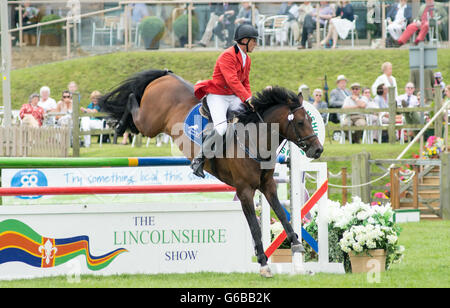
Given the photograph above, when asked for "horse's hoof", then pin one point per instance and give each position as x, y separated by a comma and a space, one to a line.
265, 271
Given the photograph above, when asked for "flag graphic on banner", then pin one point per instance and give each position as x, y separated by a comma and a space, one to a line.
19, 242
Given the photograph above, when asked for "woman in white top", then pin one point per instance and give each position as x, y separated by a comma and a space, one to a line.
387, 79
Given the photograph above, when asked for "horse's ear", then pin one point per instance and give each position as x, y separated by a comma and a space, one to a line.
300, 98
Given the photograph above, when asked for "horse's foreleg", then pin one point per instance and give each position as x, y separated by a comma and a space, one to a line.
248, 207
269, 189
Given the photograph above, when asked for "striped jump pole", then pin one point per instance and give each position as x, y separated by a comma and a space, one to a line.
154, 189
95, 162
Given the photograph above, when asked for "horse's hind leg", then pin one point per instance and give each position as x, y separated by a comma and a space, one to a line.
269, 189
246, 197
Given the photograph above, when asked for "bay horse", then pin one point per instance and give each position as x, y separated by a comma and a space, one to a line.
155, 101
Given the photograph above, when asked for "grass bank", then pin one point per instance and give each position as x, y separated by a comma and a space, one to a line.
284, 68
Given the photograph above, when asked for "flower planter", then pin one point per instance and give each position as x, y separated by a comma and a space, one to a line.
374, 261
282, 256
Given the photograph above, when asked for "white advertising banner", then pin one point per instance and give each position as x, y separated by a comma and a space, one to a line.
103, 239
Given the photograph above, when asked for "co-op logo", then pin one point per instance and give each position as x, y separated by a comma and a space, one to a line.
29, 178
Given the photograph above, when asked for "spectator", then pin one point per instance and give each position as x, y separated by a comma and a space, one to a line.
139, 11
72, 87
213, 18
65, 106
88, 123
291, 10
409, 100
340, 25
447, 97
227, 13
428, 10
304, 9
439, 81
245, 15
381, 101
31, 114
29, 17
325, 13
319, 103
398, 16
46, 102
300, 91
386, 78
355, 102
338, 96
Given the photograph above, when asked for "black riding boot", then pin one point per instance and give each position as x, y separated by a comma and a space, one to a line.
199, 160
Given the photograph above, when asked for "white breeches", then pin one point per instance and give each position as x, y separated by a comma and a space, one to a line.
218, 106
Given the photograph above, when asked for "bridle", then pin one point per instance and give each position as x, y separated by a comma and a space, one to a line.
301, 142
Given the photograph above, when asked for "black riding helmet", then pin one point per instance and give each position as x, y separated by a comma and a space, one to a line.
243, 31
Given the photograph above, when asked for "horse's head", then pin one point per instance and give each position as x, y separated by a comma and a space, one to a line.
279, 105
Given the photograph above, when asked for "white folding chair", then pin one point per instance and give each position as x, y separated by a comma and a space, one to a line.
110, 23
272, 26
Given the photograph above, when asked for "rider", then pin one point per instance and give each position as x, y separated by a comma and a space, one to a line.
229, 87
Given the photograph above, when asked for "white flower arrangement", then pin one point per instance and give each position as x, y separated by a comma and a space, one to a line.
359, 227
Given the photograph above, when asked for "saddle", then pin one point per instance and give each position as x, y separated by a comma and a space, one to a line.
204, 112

━━━━━━━━

Reproduce every line exactly and omit all pictures.

Given the photograph above, when asked for "horse's hoof", then pin one point per instance and give each position as x, y separated by a comma and a space, one to a line.
265, 271
Given the photograph above, when asked for "flag graphic on banner", then pin one point per instance and give each position as x, y separated by a comma and a space, one to a line.
19, 242
Given the photograph above, when asked for "woman in white top", then pin one point per instance and give each position as x, y separated by a comma and a space, one to a line.
387, 79
Given the photograph above, when asked for "horse's ear", then pin one point per instance and give each position as x, y separated by a comma and a space, one to a line.
300, 98
Given the photograph above, when asked for "horse's foreleg", then pin one point per instance and give each position as x, y separated by a comma and a space, one to a line.
248, 207
269, 189
Given the photograph above, when asked for "striped jump pole", then pin one point per instance and give each position as x, y separated by a comma and a space, one to a line.
154, 189
95, 162
Given the photograph above, when asked for "horse's hind leg", then pin one point per instance and give each position as x, y separated by a comma and a space, one to a line.
269, 189
246, 197
Given the photograph above, when asked for "bay horse", then pin one point per instance and give each position as x, y separated by a comma and a space, one to a line.
155, 101
Given the photograph above, when asked for "grass bank", then pin one point per instance and give each position as x, y separated by a comma and a space, one to a line.
284, 68
Given the photograph above, when asked for "flower planter", then pin one point per instance and give each position as x, y separated by a comma and a space, one to a line.
374, 261
282, 256
Given the photograph above, when asked for "white advertising banner", then pin one point per instance and give each position as x, y separated by a comma and a space, one to a line.
103, 239
Given the photograph above, when asked for "co-op logo", then pin one point per instance and give each position as x, y separated by a comma and a space, one to a line.
29, 178
Given the photograph above, when asked for "spectator", then pin one point per instance and give each position as x, y separated by a comma and a space, one to a line.
139, 11
72, 87
213, 18
65, 106
88, 123
291, 10
409, 100
340, 25
447, 97
227, 13
428, 10
304, 9
439, 81
245, 15
381, 101
31, 114
29, 17
325, 13
319, 103
398, 16
46, 102
300, 91
386, 78
355, 102
338, 96
Given the photograph above, when asked for "black riding boot", then pin one point per instance and give each position as x, y separated by a comma and a space, one to a line.
199, 160
Given the photograph above, when asked for "white breeches", then pin one point per instance and give each position as x, y separated by a comma and a space, one to a line.
218, 106
Given the photograph above, when asked for "bridle", then pin one point per instance and give each position as x, y separated by a comma and a space, one to a line.
301, 142
Given the photograph above, when asked for "black riding helmet", then pin one point per instance and give each position as x, y separated by a comma and a space, one to a line.
243, 31
Given the photograph above, when asked for "horse's head", then pin one point per instance and give each position as x, y separated by a comma and a space, one to a line.
279, 105
Given the photograph above, when asked for "white folding chair", then pin one point per instance and give each position as x, y separated by a comma and a space, one to a line.
110, 23
272, 26
Given the photograph above, when asked for "rider", then pin one point per instance and give each position as x, y separated by a comma and a space, one to a line.
229, 87
Given the photograph above, when asked for "white flower arrangement", then pin one point per instance and give each position as x, y separated by a comma and a space, one to a line.
359, 227
Given the photograph above, when asked for "saddle", then pin one point per instance and give each position as x, y separated by a comma and a space, one to a line.
204, 112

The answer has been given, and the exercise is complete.